What you should do -> Transcribe the records exactly. Pictures do not belong in the transcription.
--- --- ---
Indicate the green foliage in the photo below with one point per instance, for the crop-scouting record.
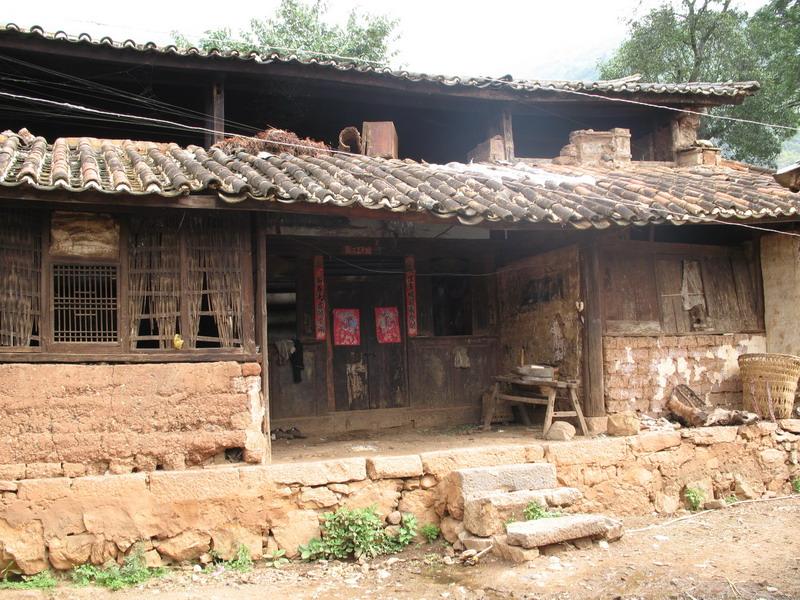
(694, 498)
(132, 572)
(535, 511)
(430, 532)
(276, 559)
(711, 40)
(301, 25)
(41, 581)
(356, 533)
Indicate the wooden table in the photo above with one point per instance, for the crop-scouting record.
(544, 394)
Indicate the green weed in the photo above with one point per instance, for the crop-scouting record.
(694, 498)
(358, 532)
(132, 572)
(430, 532)
(41, 581)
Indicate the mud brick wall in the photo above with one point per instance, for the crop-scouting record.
(640, 372)
(180, 515)
(72, 420)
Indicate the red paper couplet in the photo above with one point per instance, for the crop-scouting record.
(346, 327)
(387, 324)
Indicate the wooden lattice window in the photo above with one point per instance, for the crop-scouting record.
(20, 280)
(84, 303)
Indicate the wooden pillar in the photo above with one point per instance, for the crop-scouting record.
(215, 113)
(593, 388)
(261, 303)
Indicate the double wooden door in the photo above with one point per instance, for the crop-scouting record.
(368, 342)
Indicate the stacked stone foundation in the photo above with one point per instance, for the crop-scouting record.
(180, 515)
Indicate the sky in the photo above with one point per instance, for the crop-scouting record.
(553, 39)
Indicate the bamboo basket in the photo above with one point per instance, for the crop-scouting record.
(769, 378)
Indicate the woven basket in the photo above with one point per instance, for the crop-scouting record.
(777, 373)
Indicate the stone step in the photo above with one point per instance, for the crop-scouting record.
(487, 514)
(463, 484)
(543, 532)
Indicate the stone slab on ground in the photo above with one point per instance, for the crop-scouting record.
(501, 548)
(465, 484)
(487, 515)
(543, 532)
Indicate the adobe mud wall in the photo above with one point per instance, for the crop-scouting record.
(72, 420)
(640, 372)
(180, 515)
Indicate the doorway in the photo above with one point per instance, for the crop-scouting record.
(368, 340)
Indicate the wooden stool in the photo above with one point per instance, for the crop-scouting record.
(545, 395)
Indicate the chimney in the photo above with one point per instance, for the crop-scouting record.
(380, 139)
(589, 147)
(701, 153)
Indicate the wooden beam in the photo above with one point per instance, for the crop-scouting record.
(508, 135)
(593, 386)
(215, 113)
(261, 301)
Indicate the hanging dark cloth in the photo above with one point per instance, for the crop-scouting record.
(296, 360)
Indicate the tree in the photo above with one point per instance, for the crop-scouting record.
(301, 28)
(712, 40)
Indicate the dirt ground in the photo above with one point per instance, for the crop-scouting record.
(743, 551)
(398, 441)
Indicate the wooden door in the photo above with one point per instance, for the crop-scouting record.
(369, 369)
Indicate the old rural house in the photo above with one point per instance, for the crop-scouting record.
(171, 292)
(472, 222)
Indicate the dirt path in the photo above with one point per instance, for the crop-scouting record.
(746, 551)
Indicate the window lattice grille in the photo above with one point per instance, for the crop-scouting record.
(84, 303)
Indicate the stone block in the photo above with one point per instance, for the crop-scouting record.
(392, 467)
(487, 515)
(319, 497)
(602, 452)
(298, 528)
(560, 431)
(342, 470)
(655, 441)
(543, 532)
(188, 545)
(441, 462)
(504, 550)
(790, 425)
(707, 436)
(623, 424)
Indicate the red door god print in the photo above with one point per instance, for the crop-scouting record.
(346, 327)
(387, 325)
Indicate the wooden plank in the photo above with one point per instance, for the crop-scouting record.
(215, 113)
(261, 293)
(594, 391)
(668, 282)
(508, 134)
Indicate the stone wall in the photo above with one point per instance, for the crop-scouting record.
(71, 420)
(640, 372)
(180, 515)
(780, 267)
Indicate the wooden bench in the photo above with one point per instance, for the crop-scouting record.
(543, 393)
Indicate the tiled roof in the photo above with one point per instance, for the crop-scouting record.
(580, 196)
(627, 85)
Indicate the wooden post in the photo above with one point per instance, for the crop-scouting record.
(215, 114)
(261, 300)
(508, 135)
(593, 389)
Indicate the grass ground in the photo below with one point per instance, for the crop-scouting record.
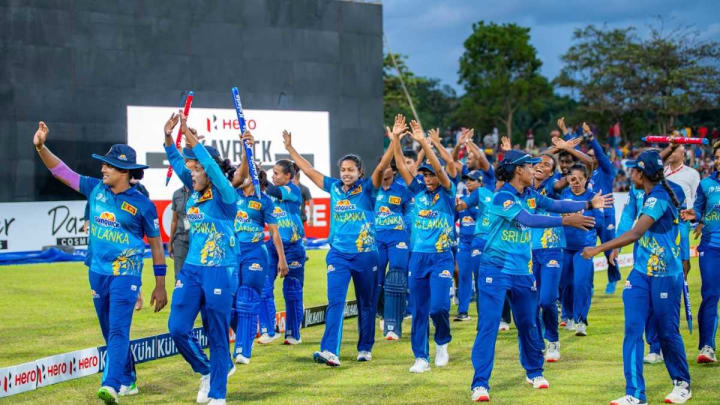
(46, 309)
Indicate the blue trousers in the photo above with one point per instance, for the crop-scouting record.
(547, 268)
(393, 254)
(661, 295)
(467, 272)
(430, 281)
(493, 286)
(211, 290)
(252, 276)
(710, 290)
(292, 291)
(114, 299)
(341, 267)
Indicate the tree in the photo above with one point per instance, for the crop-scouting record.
(500, 73)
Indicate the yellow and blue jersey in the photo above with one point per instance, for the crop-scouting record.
(707, 208)
(287, 212)
(352, 219)
(657, 252)
(553, 237)
(118, 223)
(392, 206)
(250, 219)
(432, 218)
(210, 213)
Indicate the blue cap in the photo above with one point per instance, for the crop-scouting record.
(648, 162)
(517, 158)
(121, 156)
(189, 154)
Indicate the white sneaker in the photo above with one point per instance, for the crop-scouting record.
(326, 357)
(392, 336)
(202, 397)
(680, 393)
(289, 340)
(627, 400)
(420, 366)
(653, 358)
(364, 356)
(538, 382)
(480, 394)
(441, 355)
(266, 339)
(552, 353)
(707, 355)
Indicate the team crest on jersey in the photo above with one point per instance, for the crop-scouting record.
(207, 195)
(125, 206)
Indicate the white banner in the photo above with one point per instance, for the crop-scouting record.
(219, 126)
(32, 225)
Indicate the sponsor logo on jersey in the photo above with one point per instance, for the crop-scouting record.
(125, 206)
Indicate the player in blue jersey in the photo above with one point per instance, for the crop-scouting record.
(506, 266)
(352, 254)
(391, 206)
(120, 216)
(253, 213)
(287, 198)
(655, 283)
(707, 210)
(578, 272)
(431, 263)
(208, 280)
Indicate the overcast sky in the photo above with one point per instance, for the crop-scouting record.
(432, 32)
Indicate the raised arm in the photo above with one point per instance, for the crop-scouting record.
(303, 164)
(419, 136)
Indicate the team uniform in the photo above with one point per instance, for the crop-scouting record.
(208, 280)
(252, 214)
(287, 212)
(707, 208)
(431, 264)
(116, 249)
(393, 243)
(352, 254)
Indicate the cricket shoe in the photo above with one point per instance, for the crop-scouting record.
(326, 357)
(480, 394)
(420, 366)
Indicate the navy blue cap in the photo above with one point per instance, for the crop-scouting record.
(121, 156)
(517, 158)
(649, 162)
(189, 154)
(473, 175)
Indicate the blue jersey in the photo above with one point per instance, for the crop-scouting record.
(211, 214)
(707, 208)
(118, 223)
(658, 250)
(481, 199)
(577, 239)
(433, 219)
(391, 206)
(508, 244)
(287, 212)
(352, 223)
(548, 238)
(250, 219)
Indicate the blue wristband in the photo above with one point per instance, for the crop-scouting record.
(159, 270)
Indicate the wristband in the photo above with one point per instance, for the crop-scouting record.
(159, 270)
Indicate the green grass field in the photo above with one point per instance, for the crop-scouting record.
(47, 309)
--- --- ---
The output ->
Indicate the green foliage in the photo below with one point per instance, for the crop-scouting record.
(694, 498)
(132, 572)
(535, 511)
(430, 532)
(276, 559)
(711, 40)
(301, 25)
(41, 581)
(356, 533)
Indicate the wooden table in the photo above with one point per instance, for the crop-scouting record.
(544, 394)
Indicate the green weed in the photo above with one point per instance, for the crop-scouting record.
(694, 498)
(358, 532)
(132, 572)
(430, 532)
(41, 581)
Indicate the mud brick wall in the photo above with one point per instance, for the crop-scouting record.
(640, 372)
(180, 515)
(72, 420)
Indicate the red paper couplet in the photo above with one point per instance, for the crop-scouting record.
(346, 327)
(387, 324)
Indicate the wooden lattice window in the photo above with one point per instance, for the crop-scouting record.
(20, 280)
(84, 303)
Indicate the wooden pillar in the photo above with one point per instance, for the crop-scouting record.
(215, 113)
(593, 388)
(261, 303)
Indicate the double wooden door in the photo above with one point per instance, for the crop-scouting record.
(368, 342)
Indicate the stacked stone foundation in the photo above with one point per instance, for the crop-scouting record.
(180, 515)
Indicate the sky in the photo above with one point per instance, for the crop-scouting record.
(553, 39)
Indicate the bamboo basket in the photo above with one point per instance, for the crop-scouting record.
(769, 378)
Indicate the woven basket in the photo above with one point per instance, for the crop-scouting record.
(777, 373)
Indicate the stone step in the photo above with one point per instance, for the crop-scouting record.
(487, 514)
(463, 484)
(543, 532)
Indicate the stone slab on ground in the photo above with one point per instance, for the crop-scouting record.
(501, 548)
(465, 484)
(487, 515)
(543, 532)
Indicate the adobe mud wall in the photo above with one point per instance, for the crop-scouting record.
(72, 420)
(640, 372)
(180, 515)
Indicate the doorway in the photo above with one point per instance, for the crop-scouting record.
(368, 340)
Indicate the wooden stool in the photo above with one point per instance, for the crop-scouting record.
(545, 395)
Indicate the chimney in the photo above with one point per instance, for the crop-scouting record.
(380, 139)
(589, 147)
(701, 153)
Indicate the wooden beam in the photo above with one point per instance, for the crop-scouting record.
(508, 135)
(593, 386)
(215, 113)
(261, 301)
Indicate the hanging dark cloth in the photo above with one point per instance, for the crop-scouting record.
(296, 360)
Indicate the tree in the photo above with one point per instance, for the crop-scouting record.
(301, 28)
(712, 40)
Indicate the dirt ground in the photo above with one point per instance, for the crop-scouting record.
(743, 551)
(398, 441)
Indicate the wooden door in the photo above with one point per instance, for the crop-scouting record.
(369, 369)
Indicate the old rural house in the photo above with one point per instance, for the crop-scouting record.
(171, 292)
(472, 222)
Indicate the dirt path in the photo above with one point per instance, for the crop-scouting record.
(746, 551)
Indicate the window lattice grille in the photo above with one point per instance, for the crop-scouting record.
(84, 303)
Indicate the stone block in the photo above with one point per instance, for the crop-scouting record.
(392, 467)
(487, 515)
(319, 497)
(602, 452)
(298, 528)
(560, 431)
(342, 470)
(655, 441)
(543, 532)
(188, 545)
(441, 462)
(504, 550)
(790, 425)
(707, 436)
(623, 424)
Indicate the red door god print in the photo above with one point per instance, for the crop-scouting record.
(346, 327)
(387, 325)
Indicate the wooden plank in the photo above with one point per instance, for the crop-scouting record.
(215, 113)
(261, 293)
(594, 391)
(668, 282)
(508, 134)
Indicate the stone wall in the photo above with one point per instance, for the crop-scouting record.
(71, 420)
(640, 372)
(180, 515)
(780, 267)
Indicate the wooden bench in the photo above with one point per instance, for the crop-scouting record.
(543, 393)
Indicate the tiled roof in the photo above with one point per instance, for the crop-scouting record.
(580, 196)
(627, 85)
Indicate the wooden post in the photo above with one point per instance, for the crop-scouting record.
(215, 114)
(261, 300)
(508, 135)
(593, 389)
Indicate the grass ground in the photo below with one point per instance, for the crop-scouting record.
(46, 309)
Indicate the blue trousers in the photo above with one point per instance, for the crop-scouting record.
(547, 268)
(393, 254)
(661, 295)
(467, 272)
(430, 281)
(493, 286)
(211, 290)
(252, 276)
(710, 290)
(292, 291)
(114, 299)
(341, 267)
Indicate the tree in the photo above with one point per instance, for the crop-scouting record.
(500, 73)
Indicate the yellow and blue jersey in the photo above with one point per instance, for the crop-scouting record.
(707, 208)
(287, 212)
(352, 219)
(657, 252)
(553, 237)
(118, 223)
(392, 206)
(250, 219)
(432, 218)
(210, 213)
Indicate the blue cap in the photo above with one point per instance, for the crop-scouting record.
(648, 162)
(517, 158)
(121, 156)
(189, 154)
Indicate the white sneaker in the photo above with one point per instance, for the crop-scouting record.
(326, 357)
(392, 336)
(202, 397)
(680, 393)
(289, 340)
(627, 400)
(420, 366)
(653, 358)
(364, 356)
(538, 382)
(480, 394)
(441, 355)
(266, 339)
(552, 353)
(707, 355)
Indicate the team crest on jersey in the photo above with one point per instance, for the crop-scouting record.
(207, 195)
(125, 206)
Indicate the white banner in the photo above with one point per instance, for the crop-scouting record.
(219, 126)
(32, 225)
Indicate the sponsor logo on jersey in the photo above with one point per instance, for the crop-scouting record.
(125, 206)
Indicate the player in blue jersey in the photo above with one point per instance, for the crop-scouting record.
(506, 266)
(352, 254)
(391, 206)
(120, 216)
(253, 213)
(287, 198)
(655, 283)
(707, 210)
(578, 272)
(431, 263)
(208, 280)
Indicate the overcast sky in the photo above with one point per instance, for the crop-scouting record.
(432, 32)
Indicate the raised arm in the photo above with one point per instance, for the crop-scouting record.
(303, 164)
(419, 136)
Indicate the team uniform in the photo above with one point per instance, for the crop-scouting record.
(208, 280)
(252, 214)
(287, 212)
(707, 208)
(431, 264)
(116, 249)
(393, 243)
(352, 254)
Indicate the cricket shoe in the photo above with one point per instance, for the crop-scouting record.
(326, 357)
(480, 394)
(420, 366)
Indicate the navy blue cap in the photo above with one point per instance, for the crop-scouting record.
(121, 156)
(517, 158)
(649, 162)
(189, 154)
(473, 175)
Indicate the blue jersey in the photo above with one point per instance, for the crop-scouting record.
(211, 214)
(707, 208)
(118, 223)
(658, 250)
(481, 199)
(577, 239)
(433, 219)
(391, 206)
(508, 244)
(287, 212)
(352, 223)
(548, 238)
(250, 219)
Indicate the blue wristband in the photo above with one point per instance, for the crop-scouting record.
(159, 270)
Indicate the wristband in the photo above with one point per instance, for the crop-scouting record.
(159, 270)
Indicate the green grass field in the photo above with one point per instance, for the crop-scouting record.
(47, 309)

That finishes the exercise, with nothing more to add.